Decreases in expected cash flows of PCI loans with an accompanying decrease in the present value of the expected cash flows after the acquisition date are recognized by recording an allowance for credit loss. In pools where impairment has already been recognized, an increase in present values will result in a reversal of prior impairment. Management analyzes these acquired loan pools using various assessments of risk to determine and calculate an expected loss. In addition, the relationship between the change in the unpaid principal balance and change in the fair value mark is assessed to correlate the directional consistency of the expected loss for each pool.
Earnings Per Common Share
Basic and diluted earnings per common share have been computed by dividing net income available to common stockholders for each period by the weighted average number of shares of common stock outstanding during each period. Diluted earnings per common share reflect additional common shares that would have been outstanding if dilutive potential common shares had been issued, as well as any adjustment to income that would result from the assumed issuance. Potential common shares that may be issued by the Bank relate solely to outstanding stock options. Diluted earnings per common share is computed by dividing net income available to common stockholders by the weighted average number of common stock equivalents and other potentially dilutive securities using the treasury stock method.

Items for segmentation labeling
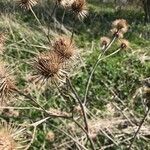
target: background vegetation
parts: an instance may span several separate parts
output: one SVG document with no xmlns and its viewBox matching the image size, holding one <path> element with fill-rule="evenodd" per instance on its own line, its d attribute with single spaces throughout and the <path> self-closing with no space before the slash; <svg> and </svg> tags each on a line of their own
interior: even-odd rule
<svg viewBox="0 0 150 150">
<path fill-rule="evenodd" d="M 127 128 L 128 130 L 125 132 L 123 130 L 125 127 L 120 127 L 118 133 L 116 130 L 119 127 L 114 129 L 116 123 L 113 122 L 117 117 L 126 121 L 126 117 L 122 115 L 123 112 L 134 122 L 136 129 L 146 110 L 140 92 L 138 92 L 143 86 L 142 81 L 149 78 L 150 75 L 150 24 L 144 22 L 143 8 L 136 4 L 120 8 L 115 3 L 89 0 L 89 15 L 84 22 L 75 22 L 71 13 L 66 12 L 60 29 L 64 10 L 58 8 L 55 17 L 50 18 L 49 14 L 53 5 L 51 1 L 42 0 L 33 8 L 42 22 L 41 26 L 30 11 L 23 11 L 14 1 L 0 1 L 0 30 L 6 34 L 5 52 L 1 58 L 13 68 L 13 73 L 17 75 L 18 87 L 22 89 L 26 86 L 29 88 L 26 89 L 27 91 L 31 90 L 32 85 L 26 83 L 27 77 L 32 72 L 30 60 L 39 52 L 49 50 L 49 43 L 43 29 L 47 31 L 50 26 L 50 35 L 55 38 L 62 33 L 70 35 L 75 23 L 75 41 L 82 58 L 80 65 L 76 66 L 76 71 L 72 75 L 72 81 L 80 96 L 83 97 L 87 77 L 101 52 L 100 38 L 110 35 L 112 21 L 118 18 L 126 19 L 130 27 L 125 37 L 130 42 L 130 48 L 100 62 L 93 76 L 88 95 L 89 120 L 91 122 L 95 120 L 95 123 L 98 123 L 97 120 L 99 120 L 101 123 L 95 139 L 96 147 L 107 150 L 126 149 L 130 141 L 123 144 L 119 144 L 119 141 L 130 138 L 134 131 L 130 132 L 130 128 Z M 116 48 L 117 45 L 114 45 L 110 52 Z M 48 87 L 46 91 L 41 92 L 34 90 L 31 95 L 47 109 L 53 108 L 68 112 L 70 107 L 74 107 L 69 100 L 63 99 L 58 90 L 53 87 Z M 44 113 L 31 109 L 32 106 L 28 102 L 25 103 L 23 99 L 24 97 L 20 96 L 13 104 L 13 107 L 16 108 L 13 109 L 13 114 L 10 109 L 3 110 L 1 118 L 15 121 L 18 124 L 27 124 L 45 117 Z M 14 111 L 19 114 L 14 115 Z M 134 144 L 135 150 L 150 149 L 149 123 L 150 118 L 148 117 L 144 126 L 146 131 L 143 129 L 147 135 L 144 136 L 140 133 Z M 123 125 L 126 124 L 123 122 Z M 130 126 L 129 123 L 126 126 Z M 84 141 L 80 130 L 76 132 L 75 129 L 68 120 L 50 118 L 36 129 L 36 136 L 30 149 L 82 149 L 67 136 L 69 134 L 74 139 L 81 138 L 80 141 Z M 114 130 L 117 132 L 116 134 L 114 134 Z M 32 135 L 33 129 L 31 128 L 28 132 Z M 54 133 L 54 139 L 47 138 L 48 132 Z M 123 136 L 121 136 L 121 132 L 123 132 Z"/>
</svg>

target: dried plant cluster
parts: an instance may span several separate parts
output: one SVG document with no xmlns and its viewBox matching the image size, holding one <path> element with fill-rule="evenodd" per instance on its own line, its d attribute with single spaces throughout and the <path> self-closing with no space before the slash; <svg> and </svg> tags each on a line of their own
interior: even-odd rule
<svg viewBox="0 0 150 150">
<path fill-rule="evenodd" d="M 69 73 L 67 71 L 75 61 L 75 52 L 75 46 L 69 38 L 58 38 L 52 50 L 41 53 L 34 59 L 35 73 L 30 77 L 30 81 L 41 86 L 46 83 L 64 84 Z"/>
<path fill-rule="evenodd" d="M 16 89 L 14 77 L 8 72 L 4 63 L 0 62 L 0 103 L 5 105 L 11 99 L 11 95 Z"/>
<path fill-rule="evenodd" d="M 40 26 L 42 25 L 36 16 L 36 13 L 32 9 L 32 7 L 38 3 L 38 0 L 18 0 L 17 2 L 22 8 L 30 10 L 36 21 L 38 21 L 38 24 Z M 65 11 L 72 11 L 74 16 L 80 21 L 83 21 L 83 19 L 87 17 L 88 9 L 86 0 L 55 0 L 54 3 L 56 3 L 56 7 L 61 6 Z M 55 9 L 56 8 L 54 8 L 54 10 L 51 12 L 55 12 Z M 51 17 L 53 18 L 53 13 L 51 14 Z M 74 17 L 73 21 L 76 21 Z M 149 83 L 144 86 L 142 91 L 142 96 L 146 100 L 146 107 L 148 111 L 144 115 L 140 125 L 138 125 L 139 122 L 137 123 L 135 121 L 135 116 L 134 114 L 130 113 L 129 108 L 127 108 L 128 112 L 125 114 L 124 111 L 118 107 L 117 103 L 113 102 L 114 99 L 117 99 L 121 104 L 123 104 L 122 107 L 126 107 L 116 93 L 112 91 L 112 89 L 110 89 L 106 83 L 103 84 L 113 94 L 113 98 L 109 98 L 111 99 L 111 103 L 109 103 L 106 110 L 106 112 L 109 111 L 110 114 L 107 113 L 105 116 L 100 118 L 97 110 L 92 110 L 93 112 L 90 111 L 90 108 L 92 107 L 90 104 L 92 104 L 92 102 L 89 101 L 94 101 L 94 98 L 92 97 L 92 99 L 90 99 L 88 96 L 90 92 L 93 91 L 90 90 L 90 88 L 93 86 L 92 80 L 97 66 L 102 60 L 110 59 L 110 57 L 113 57 L 118 53 L 122 53 L 123 49 L 130 49 L 128 40 L 123 38 L 125 33 L 128 32 L 128 28 L 129 25 L 126 20 L 117 19 L 112 22 L 112 28 L 110 30 L 112 33 L 111 36 L 104 36 L 100 38 L 99 44 L 102 51 L 99 52 L 99 55 L 97 59 L 94 60 L 94 65 L 91 68 L 84 68 L 87 72 L 89 71 L 87 73 L 88 76 L 87 82 L 85 83 L 84 93 L 79 93 L 80 90 L 76 89 L 70 77 L 71 69 L 75 70 L 75 64 L 78 63 L 77 55 L 80 57 L 74 40 L 74 28 L 71 36 L 61 35 L 58 38 L 55 38 L 53 41 L 49 35 L 49 31 L 46 33 L 45 36 L 48 37 L 47 42 L 49 42 L 50 46 L 46 48 L 46 50 L 35 54 L 35 57 L 32 58 L 32 61 L 30 61 L 30 66 L 32 69 L 30 69 L 30 73 L 28 73 L 29 80 L 27 83 L 21 83 L 21 86 L 16 84 L 17 77 L 15 78 L 12 73 L 10 73 L 10 66 L 4 63 L 5 57 L 1 58 L 0 115 L 6 116 L 7 122 L 4 121 L 3 123 L 0 123 L 0 150 L 32 149 L 32 144 L 34 143 L 34 140 L 37 139 L 35 137 L 36 131 L 37 133 L 39 132 L 37 128 L 40 126 L 41 129 L 43 124 L 44 130 L 46 129 L 47 125 L 52 127 L 52 129 L 48 128 L 48 130 L 45 130 L 47 132 L 44 133 L 44 146 L 40 145 L 43 149 L 45 149 L 45 145 L 48 142 L 48 146 L 54 146 L 56 149 L 64 148 L 85 150 L 107 149 L 123 143 L 123 146 L 130 150 L 139 132 L 140 136 L 149 136 L 150 134 L 147 132 L 147 130 L 149 130 L 148 125 L 146 124 L 144 126 L 146 128 L 143 127 L 143 123 L 150 111 Z M 7 41 L 6 35 L 0 33 L 1 57 L 4 56 L 3 49 L 5 48 L 5 41 Z M 115 42 L 117 42 L 119 45 L 117 48 Z M 114 50 L 114 48 L 116 48 L 116 50 Z M 80 63 L 82 63 L 82 58 Z M 26 81 L 25 77 L 21 80 L 19 79 L 19 82 L 22 81 Z M 28 83 L 30 83 L 31 86 L 35 85 L 38 87 L 36 92 L 32 90 L 27 91 Z M 59 97 L 61 99 L 59 102 L 53 102 L 57 108 L 51 106 L 52 99 L 48 98 L 49 94 L 51 94 L 49 89 L 44 88 L 44 92 L 42 91 L 41 87 L 45 85 L 52 85 L 51 87 L 57 90 L 58 94 L 56 94 L 55 97 Z M 40 91 L 42 91 L 42 94 Z M 38 96 L 36 93 L 38 93 Z M 45 99 L 43 100 L 43 97 L 46 99 L 46 102 Z M 39 100 L 41 98 L 44 102 Z M 22 104 L 29 104 L 30 107 L 9 106 L 10 101 L 15 101 L 18 99 L 23 101 Z M 17 102 L 15 101 L 15 103 Z M 60 106 L 60 108 L 58 108 L 58 106 Z M 33 118 L 28 118 L 28 116 L 26 116 L 27 118 L 25 122 L 21 124 L 21 126 L 24 126 L 25 128 L 20 128 L 15 126 L 13 123 L 8 123 L 10 122 L 9 120 L 11 120 L 11 118 L 12 120 L 17 120 L 17 118 L 24 119 L 24 117 L 22 117 L 23 113 L 19 113 L 16 109 L 27 109 L 30 111 L 35 109 L 35 116 Z M 34 122 L 36 115 L 38 117 L 36 118 L 36 122 Z M 56 118 L 59 119 L 55 120 Z M 49 123 L 48 121 L 52 122 Z M 58 124 L 60 127 L 57 127 Z M 31 139 L 28 137 L 26 138 L 28 133 L 27 129 L 33 129 Z M 55 133 L 53 129 L 57 129 L 57 131 L 62 133 L 61 136 L 60 133 Z M 136 132 L 134 133 L 135 130 Z M 126 139 L 128 137 L 127 134 L 130 136 L 130 139 L 128 140 Z M 64 136 L 67 136 L 67 140 L 64 138 Z M 61 142 L 63 141 L 63 143 L 58 140 L 58 137 L 61 137 Z M 101 137 L 104 138 L 104 141 L 106 140 L 106 143 L 103 142 L 104 145 L 103 143 L 100 143 Z M 57 145 L 57 143 L 60 144 L 61 148 Z M 49 148 L 51 149 L 51 147 Z"/>
<path fill-rule="evenodd" d="M 129 25 L 124 19 L 117 19 L 112 22 L 112 29 L 110 30 L 113 33 L 114 39 L 118 39 L 120 48 L 126 49 L 129 48 L 129 42 L 126 39 L 123 39 L 124 34 L 128 31 Z M 102 49 L 109 47 L 111 44 L 109 37 L 101 37 L 100 45 Z"/>
<path fill-rule="evenodd" d="M 18 0 L 18 4 L 21 8 L 31 9 L 33 6 L 37 4 L 38 0 Z"/>
</svg>

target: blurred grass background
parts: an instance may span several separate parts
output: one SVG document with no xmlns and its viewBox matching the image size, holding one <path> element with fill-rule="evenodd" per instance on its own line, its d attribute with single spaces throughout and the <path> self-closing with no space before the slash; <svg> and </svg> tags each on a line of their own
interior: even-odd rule
<svg viewBox="0 0 150 150">
<path fill-rule="evenodd" d="M 60 31 L 57 24 L 49 17 L 52 11 L 53 3 L 51 1 L 40 1 L 33 9 L 37 14 L 42 26 L 39 26 L 34 16 L 30 11 L 23 11 L 14 1 L 0 1 L 0 30 L 6 32 L 6 50 L 1 59 L 4 59 L 13 72 L 17 75 L 17 84 L 21 88 L 26 85 L 26 77 L 32 69 L 30 68 L 30 59 L 38 52 L 49 49 L 49 44 L 44 29 L 47 31 L 47 26 L 51 27 L 52 38 L 60 33 L 71 32 L 74 20 L 70 12 L 66 12 L 64 17 L 65 29 Z M 119 54 L 101 61 L 94 77 L 90 92 L 88 95 L 90 111 L 100 113 L 103 116 L 107 104 L 111 101 L 112 93 L 108 87 L 112 89 L 116 95 L 123 101 L 125 106 L 131 107 L 131 99 L 136 90 L 141 87 L 141 81 L 148 78 L 150 75 L 150 24 L 144 23 L 144 12 L 141 7 L 126 6 L 116 10 L 115 4 L 102 3 L 99 0 L 89 0 L 89 16 L 84 22 L 75 22 L 75 41 L 81 52 L 84 60 L 84 67 L 78 69 L 72 80 L 80 94 L 83 96 L 88 74 L 100 52 L 99 42 L 100 37 L 110 35 L 111 23 L 115 19 L 124 18 L 128 21 L 130 28 L 125 38 L 130 42 L 131 49 L 121 51 Z M 136 8 L 136 9 L 135 9 Z M 63 9 L 58 8 L 56 18 L 61 22 Z M 115 50 L 117 45 L 114 45 L 112 50 Z M 106 83 L 108 87 L 104 85 Z M 57 90 L 48 88 L 40 93 L 35 91 L 32 93 L 41 104 L 46 108 L 60 108 L 61 110 L 69 111 L 66 106 L 72 105 L 58 95 Z M 21 103 L 21 102 L 20 102 Z M 117 102 L 120 103 L 120 102 Z M 21 103 L 21 106 L 28 105 Z M 134 113 L 142 116 L 143 107 L 141 101 L 135 102 Z M 120 106 L 123 110 L 123 106 Z M 19 123 L 35 122 L 39 118 L 44 117 L 42 113 L 35 110 L 20 111 L 20 117 L 12 118 Z M 50 119 L 47 124 L 41 125 L 37 132 L 37 137 L 31 149 L 54 149 L 60 142 L 60 139 L 65 137 L 64 134 L 59 134 L 58 130 L 49 125 L 56 125 L 60 128 L 66 126 L 66 122 L 59 119 Z M 45 134 L 51 129 L 55 132 L 55 142 L 45 141 Z M 64 138 L 66 140 L 66 137 Z M 102 136 L 100 137 L 102 140 Z M 64 140 L 64 141 L 65 141 Z M 64 142 L 63 140 L 60 143 Z M 102 140 L 103 141 L 103 140 Z M 103 141 L 103 144 L 109 143 Z M 150 149 L 150 144 L 141 144 L 139 140 L 138 146 L 143 149 Z M 142 146 L 141 146 L 142 145 Z M 53 148 L 52 148 L 53 147 Z M 63 148 L 58 148 L 63 149 Z M 64 148 L 65 149 L 65 148 Z M 123 147 L 114 150 L 124 149 Z M 113 150 L 111 148 L 111 150 Z"/>
</svg>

Task ->
List each distinct amount that the accounting passage divides or divides by in computing basic or diluted earnings per common share.

Exercise answer ->
- Net income available to common stockholders
- Weighted average number of shares of common stock outstanding during each period
- Weighted average number of common stock equivalents and other potentially dilutive securities